Exercise description
In the air rifle thread, what repair shop did mach1cj find online for the borrowed pellet gun?

Reading passage
# air rifles



## mach1cj (Apr 11, 2004)

any interest??!% pro's & con's? thanks


----------



## floater99 (May 21, 2010)

I got my start as many with a daisy single pump no pigeon was safe around my house.I still use my air gun to keep in eye to site shape.These new air rifles are quite powefull and accurate.Great to shoot in basement to keep WIFE OUT! LOL.


----------



## lonewolf (Mar 4, 2010)

Pros- I like them to teach people accuracy and to keep me in toon.

Con- They have no recoil, so when you give them something bigger it freaks them out.


----------



## olwhitee (Apr 10, 2004)

I like mine for varmint and smaller game like squirrels. Fun to plink with, accurate, and plenty of cheap ammo to shoot makes my air rifle one of my favorite to shoot.


----------



## ezbite (May 25, 2006)

i just picked up a ruger air hawk 1000fps. that baby can drive nails. only thing is it about 3'x louder than my 760 crossman.


----------



## mach1cj (Apr 11, 2004)

i borrowed my best friend's pellet gun, with the hopes of doing away with a bean eating woodchuck. after about 10-15 shots, it quit working. it's been sitting for many years and i'm hoping it's just the piston seal. the only place i found on line to have it repaired was Pyramyd Air in Warrensville Heights. is anybody familiar with this place? thanks for the replies.


----------



## Saws21 (Jul 1, 2008)

I would think pyramid air would be a great place to get it fixed. They know their stuff about airguns and sell alot of high dollar 10meter target air rifles.


----------

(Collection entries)

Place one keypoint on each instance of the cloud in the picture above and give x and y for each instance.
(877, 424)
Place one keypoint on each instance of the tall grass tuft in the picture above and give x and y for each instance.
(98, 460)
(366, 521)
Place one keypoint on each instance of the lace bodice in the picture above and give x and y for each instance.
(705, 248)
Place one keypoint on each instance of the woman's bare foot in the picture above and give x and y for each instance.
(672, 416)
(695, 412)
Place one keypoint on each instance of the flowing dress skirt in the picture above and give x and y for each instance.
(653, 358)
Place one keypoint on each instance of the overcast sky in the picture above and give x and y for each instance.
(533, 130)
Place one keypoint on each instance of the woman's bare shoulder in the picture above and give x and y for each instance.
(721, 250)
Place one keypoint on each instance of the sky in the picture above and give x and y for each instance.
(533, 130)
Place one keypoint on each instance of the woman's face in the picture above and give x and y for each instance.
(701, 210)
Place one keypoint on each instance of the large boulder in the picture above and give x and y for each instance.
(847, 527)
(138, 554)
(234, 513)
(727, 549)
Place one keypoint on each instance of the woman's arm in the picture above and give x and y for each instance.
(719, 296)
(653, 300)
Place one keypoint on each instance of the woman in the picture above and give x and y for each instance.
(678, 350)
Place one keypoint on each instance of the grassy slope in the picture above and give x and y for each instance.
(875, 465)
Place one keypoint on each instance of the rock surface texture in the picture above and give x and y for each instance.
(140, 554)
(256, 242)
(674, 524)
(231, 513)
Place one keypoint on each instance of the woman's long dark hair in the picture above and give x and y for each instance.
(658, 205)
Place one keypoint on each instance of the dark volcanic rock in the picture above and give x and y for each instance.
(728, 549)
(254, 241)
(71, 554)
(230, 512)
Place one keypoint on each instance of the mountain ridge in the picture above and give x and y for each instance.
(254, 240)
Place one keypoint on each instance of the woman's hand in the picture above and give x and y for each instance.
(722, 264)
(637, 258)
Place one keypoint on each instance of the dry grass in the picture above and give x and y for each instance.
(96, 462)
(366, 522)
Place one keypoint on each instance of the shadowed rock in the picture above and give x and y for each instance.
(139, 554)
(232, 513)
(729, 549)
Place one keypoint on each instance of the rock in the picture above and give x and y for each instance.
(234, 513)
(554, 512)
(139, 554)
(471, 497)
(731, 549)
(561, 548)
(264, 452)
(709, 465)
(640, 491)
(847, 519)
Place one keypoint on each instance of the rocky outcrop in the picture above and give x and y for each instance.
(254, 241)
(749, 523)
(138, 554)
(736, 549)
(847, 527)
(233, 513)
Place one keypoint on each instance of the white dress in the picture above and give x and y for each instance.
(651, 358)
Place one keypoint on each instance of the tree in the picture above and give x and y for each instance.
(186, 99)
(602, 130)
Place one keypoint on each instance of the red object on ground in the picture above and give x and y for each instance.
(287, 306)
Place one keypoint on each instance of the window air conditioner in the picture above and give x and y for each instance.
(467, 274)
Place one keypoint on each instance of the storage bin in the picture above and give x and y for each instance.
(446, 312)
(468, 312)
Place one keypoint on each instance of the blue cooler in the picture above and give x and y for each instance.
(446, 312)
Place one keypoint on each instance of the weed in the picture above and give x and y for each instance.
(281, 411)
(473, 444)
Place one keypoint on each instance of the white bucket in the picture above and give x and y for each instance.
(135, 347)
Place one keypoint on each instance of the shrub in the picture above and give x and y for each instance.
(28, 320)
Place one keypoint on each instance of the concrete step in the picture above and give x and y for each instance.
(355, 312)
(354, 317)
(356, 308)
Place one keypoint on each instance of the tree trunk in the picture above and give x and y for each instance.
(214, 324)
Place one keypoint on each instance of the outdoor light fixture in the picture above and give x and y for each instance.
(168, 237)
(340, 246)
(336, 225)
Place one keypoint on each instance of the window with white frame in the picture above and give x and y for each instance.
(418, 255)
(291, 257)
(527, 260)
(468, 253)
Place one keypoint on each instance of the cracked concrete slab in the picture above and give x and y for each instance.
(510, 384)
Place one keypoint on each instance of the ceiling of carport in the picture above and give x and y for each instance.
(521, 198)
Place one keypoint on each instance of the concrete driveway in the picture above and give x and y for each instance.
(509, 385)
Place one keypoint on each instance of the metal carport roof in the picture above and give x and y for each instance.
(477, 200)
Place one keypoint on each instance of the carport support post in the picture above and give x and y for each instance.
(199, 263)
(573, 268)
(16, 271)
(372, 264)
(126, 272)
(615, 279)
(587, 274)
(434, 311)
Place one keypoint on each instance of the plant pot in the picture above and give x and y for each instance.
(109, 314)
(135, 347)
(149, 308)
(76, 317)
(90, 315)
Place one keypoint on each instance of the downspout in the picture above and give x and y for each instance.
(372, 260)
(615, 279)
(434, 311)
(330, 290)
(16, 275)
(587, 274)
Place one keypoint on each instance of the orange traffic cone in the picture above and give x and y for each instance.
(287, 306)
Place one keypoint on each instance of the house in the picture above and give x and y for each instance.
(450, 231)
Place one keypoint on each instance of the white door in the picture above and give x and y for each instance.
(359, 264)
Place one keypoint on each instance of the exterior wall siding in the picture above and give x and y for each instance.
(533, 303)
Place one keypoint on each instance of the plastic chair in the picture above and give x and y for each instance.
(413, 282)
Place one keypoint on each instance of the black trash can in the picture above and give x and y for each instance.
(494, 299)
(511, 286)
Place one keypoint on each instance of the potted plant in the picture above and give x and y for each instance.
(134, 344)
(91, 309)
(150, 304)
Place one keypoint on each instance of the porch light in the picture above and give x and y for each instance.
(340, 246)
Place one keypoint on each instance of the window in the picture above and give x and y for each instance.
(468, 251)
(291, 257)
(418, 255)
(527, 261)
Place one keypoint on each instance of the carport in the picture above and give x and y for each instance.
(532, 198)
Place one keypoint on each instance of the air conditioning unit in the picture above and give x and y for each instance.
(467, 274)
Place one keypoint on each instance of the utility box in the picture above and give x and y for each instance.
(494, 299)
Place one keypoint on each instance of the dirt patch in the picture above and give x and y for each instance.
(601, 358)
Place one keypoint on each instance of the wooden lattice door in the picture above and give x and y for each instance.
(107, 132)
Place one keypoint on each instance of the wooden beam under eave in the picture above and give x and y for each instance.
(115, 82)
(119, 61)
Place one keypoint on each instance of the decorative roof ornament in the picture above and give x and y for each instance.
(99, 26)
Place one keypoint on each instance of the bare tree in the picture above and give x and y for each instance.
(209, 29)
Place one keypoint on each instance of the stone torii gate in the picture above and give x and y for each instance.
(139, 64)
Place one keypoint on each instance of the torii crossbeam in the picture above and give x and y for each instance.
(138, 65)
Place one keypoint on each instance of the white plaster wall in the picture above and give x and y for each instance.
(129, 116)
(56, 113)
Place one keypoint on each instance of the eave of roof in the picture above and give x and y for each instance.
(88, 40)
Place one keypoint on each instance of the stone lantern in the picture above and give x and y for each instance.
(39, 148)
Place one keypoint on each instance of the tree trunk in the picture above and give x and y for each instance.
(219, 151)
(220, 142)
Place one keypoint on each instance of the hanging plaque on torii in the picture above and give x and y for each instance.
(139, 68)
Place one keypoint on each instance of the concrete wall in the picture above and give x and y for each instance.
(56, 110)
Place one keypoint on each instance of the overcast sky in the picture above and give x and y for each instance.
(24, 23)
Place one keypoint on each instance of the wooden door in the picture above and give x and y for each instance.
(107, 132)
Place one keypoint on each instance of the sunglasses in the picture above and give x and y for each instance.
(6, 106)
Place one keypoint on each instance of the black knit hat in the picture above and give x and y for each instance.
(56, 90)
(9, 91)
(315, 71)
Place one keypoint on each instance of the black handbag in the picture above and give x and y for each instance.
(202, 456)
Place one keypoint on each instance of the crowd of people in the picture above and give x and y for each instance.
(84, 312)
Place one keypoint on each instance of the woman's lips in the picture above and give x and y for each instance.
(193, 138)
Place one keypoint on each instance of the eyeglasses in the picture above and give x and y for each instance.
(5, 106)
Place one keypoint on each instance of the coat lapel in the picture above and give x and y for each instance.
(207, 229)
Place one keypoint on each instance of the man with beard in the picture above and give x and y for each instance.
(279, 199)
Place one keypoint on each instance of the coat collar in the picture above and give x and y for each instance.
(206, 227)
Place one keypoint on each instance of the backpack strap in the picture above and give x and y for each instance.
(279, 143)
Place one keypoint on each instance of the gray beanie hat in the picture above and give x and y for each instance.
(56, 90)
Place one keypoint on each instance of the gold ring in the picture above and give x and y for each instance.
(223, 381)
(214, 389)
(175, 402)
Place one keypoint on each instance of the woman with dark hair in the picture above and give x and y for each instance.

Output for this exercise
Pyramyd Air in Warrensville Heights.